Retype every one of the rows below without changing a single character, and keep the line breaks where they are.
--- START OF Records to use ---
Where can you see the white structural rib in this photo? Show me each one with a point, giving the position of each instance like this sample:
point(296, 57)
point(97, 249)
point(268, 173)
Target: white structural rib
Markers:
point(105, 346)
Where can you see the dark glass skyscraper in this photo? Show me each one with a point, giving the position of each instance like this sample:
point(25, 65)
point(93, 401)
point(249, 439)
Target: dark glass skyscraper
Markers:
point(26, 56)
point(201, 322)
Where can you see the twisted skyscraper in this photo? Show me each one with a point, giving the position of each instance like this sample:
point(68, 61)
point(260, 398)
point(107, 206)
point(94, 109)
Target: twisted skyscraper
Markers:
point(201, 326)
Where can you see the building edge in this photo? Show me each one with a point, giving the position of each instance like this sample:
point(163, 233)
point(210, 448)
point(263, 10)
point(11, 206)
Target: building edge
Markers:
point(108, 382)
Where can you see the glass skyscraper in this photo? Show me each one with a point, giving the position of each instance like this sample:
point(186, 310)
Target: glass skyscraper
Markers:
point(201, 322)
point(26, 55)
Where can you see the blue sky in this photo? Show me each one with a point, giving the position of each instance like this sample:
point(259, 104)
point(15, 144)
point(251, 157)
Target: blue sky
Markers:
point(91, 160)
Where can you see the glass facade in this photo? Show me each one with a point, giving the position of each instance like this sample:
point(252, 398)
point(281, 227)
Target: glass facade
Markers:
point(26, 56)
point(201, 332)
--- END OF Records to use ---
— The response —
Where can you see the white structural rib in this photo? Show me each one with a point, giving the position of each instance like this sample:
point(296, 57)
point(97, 249)
point(268, 173)
Target: white structural rib
Markers:
point(105, 346)
Where can you see the dark glass skyscraper in this photo? Show me each one with a point, giving the position of each instance like this sample:
point(25, 65)
point(93, 401)
point(249, 439)
Target: dark glass skyscraper
Markers:
point(26, 56)
point(201, 322)
Where can you see the twisted skyscraper in this photo? Show me each one with a point, giving the position of each instance like this sample:
point(68, 61)
point(260, 398)
point(107, 206)
point(94, 109)
Target: twisted skyscraper
Markers:
point(201, 326)
Where can you see the building edge in this photo? Show me each one with a point, giving the position of each instance like this sample:
point(163, 233)
point(210, 448)
point(263, 10)
point(11, 206)
Target: building edge
Markers:
point(108, 382)
Where can you see the glass skyscraper in this photo? Show me each one with a point, giving the position of each instance like this sample:
point(186, 310)
Target: glass skyscraper
Markers:
point(201, 322)
point(26, 55)
Where can you see the blue sky in this photo? Show me each one with a point, giving the position of each instance like this sample:
point(259, 104)
point(15, 144)
point(251, 157)
Target: blue sky
Markers:
point(91, 160)
Where can you see the glass facade in this photo? Show me each one with a point, giving the position of each instance like this sample:
point(252, 398)
point(281, 227)
Target: glass facade
Markers:
point(26, 56)
point(201, 332)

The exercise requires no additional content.